[Records from a point labeling set]
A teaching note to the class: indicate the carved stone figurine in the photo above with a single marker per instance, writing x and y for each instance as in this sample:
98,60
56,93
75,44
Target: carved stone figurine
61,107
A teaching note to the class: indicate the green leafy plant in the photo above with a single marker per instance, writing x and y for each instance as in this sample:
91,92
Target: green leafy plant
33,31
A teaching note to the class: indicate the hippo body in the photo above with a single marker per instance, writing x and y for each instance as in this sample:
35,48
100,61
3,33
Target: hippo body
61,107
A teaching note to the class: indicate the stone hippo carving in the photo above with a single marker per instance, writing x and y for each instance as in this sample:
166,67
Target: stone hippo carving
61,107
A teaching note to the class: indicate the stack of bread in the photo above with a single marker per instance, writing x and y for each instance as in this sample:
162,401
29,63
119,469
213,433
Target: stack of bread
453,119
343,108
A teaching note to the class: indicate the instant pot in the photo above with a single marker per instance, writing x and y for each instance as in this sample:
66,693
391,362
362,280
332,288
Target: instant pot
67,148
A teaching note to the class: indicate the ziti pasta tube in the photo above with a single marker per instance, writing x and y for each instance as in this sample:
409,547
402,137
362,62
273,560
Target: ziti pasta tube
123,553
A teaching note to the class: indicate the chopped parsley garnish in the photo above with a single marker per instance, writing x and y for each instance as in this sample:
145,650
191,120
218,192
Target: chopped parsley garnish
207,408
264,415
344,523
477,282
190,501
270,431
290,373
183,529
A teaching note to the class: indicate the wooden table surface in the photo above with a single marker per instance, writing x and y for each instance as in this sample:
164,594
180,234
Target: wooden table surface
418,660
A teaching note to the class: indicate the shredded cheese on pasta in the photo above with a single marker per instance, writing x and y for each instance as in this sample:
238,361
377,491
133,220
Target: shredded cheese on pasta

- _Work to complete_:
Print every one of the records above again, word for word and line for line, without changing anything.

- _Exercise solution_:
A teaching note to the class: indicate the carved stone figurine in the photo above with a single marker per instance, writing x and y for each instance as in this sample:
98,60
56,93
75,44
Target: carved stone figurine
61,107
A teaching note to the class: indicate the green leafy plant in the photo above with a single marker per instance, writing x and y for each instance as in this sample:
91,92
Target: green leafy plant
33,31
A teaching note to the class: indicate the hippo body in the photo above with a single marker per instance, writing x and y for each instance as in this sample:
35,48
100,61
3,33
Target: hippo body
61,107
A teaching note to the class: indicate the stone hippo carving in the photo above with a single marker per instance, writing x and y for each instance as in this sample:
166,67
Target: stone hippo carving
61,107
A teaching note to the class: indicate the stack of bread in the photo above with a single marker per instance, writing x and y for each instance as in this sample:
162,401
29,63
119,469
213,433
Target: stack of bread
453,119
343,108
A teaching note to the class: indicate the instant pot in the photo above with a single marker per instance, writing x and y for each instance as in this sample:
66,693
391,362
362,280
332,288
Target: instant pot
67,148
A teaching note to the class: indicate the ziti pasta tube in the photo above with a single marker per instance, writing x and y for each instance as in this sample:
409,547
402,137
362,62
273,560
Target: ziti pasta tube
123,553
A teaching note to the class: indicate the chopped parsley garnish in the photo above with a single marker per instance, writing x and y for each instance as in this sample:
145,650
191,120
218,192
Target: chopped parsley garnish
207,408
264,415
344,523
477,282
190,501
270,431
290,373
183,529
A teaching note to the class: indicate the wooden table surface in the photo above with a single marker per instance, writing x and y for each instance as in this sample:
164,594
180,234
Target: wooden table surface
418,660
A teaching note to the class: indicate the shredded cheese on pasta in the photo above with a single marker per instance, writing x and y for each instance as in this sample:
238,361
377,491
133,220
Target: shredded cheese on pasta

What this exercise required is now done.